Provided text =>
A patrol wagon swung around the corner. Two uniformed policemen got out. They took the picket and hustled her into the wagon.
Hundreds of just such arrests have been made during the Knab and Henrici strikes this year. The plan is to get us into court, eat up our funds and break the spirit of the girls. It only makes the girls all the more determined.
All along the police have made these alleged arrests without warrant. The chief of police must be to blame. He must understand what he is doing. Every case that has come to a jury trial the girls have been acquitted.
Miss Nestor told of a glove workers' strike in Gleason's district when he was captain:
Capt. Gleason ordered our pickets off the street, saying they blocked traffic. At the public meetings our union held he sent an array of uniformed men as though we girls were desperate criminals that had to be watched closely. Plain-clothes men asked questions and created excitement as though they wanted to stir up violence. The municipal judge in that district was fair and we believe we got our lawful rights from him.
Chairman Walsh asked: "Are certain police officials believed to be especially against organized labor?
Miss Nestor answered: "Yes."
Q. Have they progressed in the police department?
A. That I couldn't say. I put blame on the head of the department. They all get their
orders from higher up.
Q. What was the amount of bail furnished by waitresses in the Henrici strike?
A- It ran above $100,000.
Frederick Delano, president Wabash Railroad, questioned:
Q. One of two things is going to happen in the nation. Either the government must
exercise more supervision over large industrial enterprises or else the government is
going to own them. Which of these two do you believe in?
A. I believe in the public ownership of all public utilities.
Q. Only of public utilities?
A. Well, some others.
Grace Abbot, director Immigrants' Protective League, advocated a national labor exchange to connect newcomers with jobs and end the private employment agency graft. "A minimum wage law is-needed to protect foreign women workers. They cannot bargain for wages and don't know how much they're getting sometimes because they can't speak English."

Written exercise => Using the strike testimony, state whether each statement agrees with it, answering yes or no and quoting the words that decide it: (a) bail furnished by waitresses in the Henrici strike ran above $100,000; (b) the municipal judge in Gleason's district was unfair; (c) the police made the arrests with warrants. The lines after this testimony are separate material.

Supplied records =>

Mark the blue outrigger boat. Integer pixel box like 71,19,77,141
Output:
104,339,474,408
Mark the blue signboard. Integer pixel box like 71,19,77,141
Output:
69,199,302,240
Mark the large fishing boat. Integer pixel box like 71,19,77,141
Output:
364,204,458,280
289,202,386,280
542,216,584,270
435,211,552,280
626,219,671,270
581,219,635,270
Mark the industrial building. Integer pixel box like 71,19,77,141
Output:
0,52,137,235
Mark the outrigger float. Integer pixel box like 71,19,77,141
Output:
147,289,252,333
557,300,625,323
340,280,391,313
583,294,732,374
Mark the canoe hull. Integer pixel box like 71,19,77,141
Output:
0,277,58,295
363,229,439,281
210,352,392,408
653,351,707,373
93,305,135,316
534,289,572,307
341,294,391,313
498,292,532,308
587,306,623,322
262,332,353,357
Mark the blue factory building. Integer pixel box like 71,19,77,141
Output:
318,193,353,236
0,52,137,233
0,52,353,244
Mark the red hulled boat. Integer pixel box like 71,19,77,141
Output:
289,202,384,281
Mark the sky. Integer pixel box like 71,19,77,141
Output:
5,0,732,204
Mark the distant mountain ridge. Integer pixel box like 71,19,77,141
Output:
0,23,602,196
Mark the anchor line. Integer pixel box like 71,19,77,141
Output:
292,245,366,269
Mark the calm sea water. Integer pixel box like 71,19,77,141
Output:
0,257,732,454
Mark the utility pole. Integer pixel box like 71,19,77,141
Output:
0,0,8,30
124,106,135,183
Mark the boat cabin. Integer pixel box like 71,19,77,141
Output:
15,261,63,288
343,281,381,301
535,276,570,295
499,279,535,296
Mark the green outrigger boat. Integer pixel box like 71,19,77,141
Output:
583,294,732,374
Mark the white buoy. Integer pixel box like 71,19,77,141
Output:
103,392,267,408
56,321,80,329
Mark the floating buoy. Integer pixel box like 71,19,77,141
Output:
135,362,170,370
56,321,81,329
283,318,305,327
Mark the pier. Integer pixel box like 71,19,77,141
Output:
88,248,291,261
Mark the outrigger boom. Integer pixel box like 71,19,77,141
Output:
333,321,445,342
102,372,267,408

Completed exercise =>
(a) Yes: "It ran above $100,000."
(b) No: "The municipal judge in that district was fair"
(c) No: "the police have made these alleged arrests without warrant"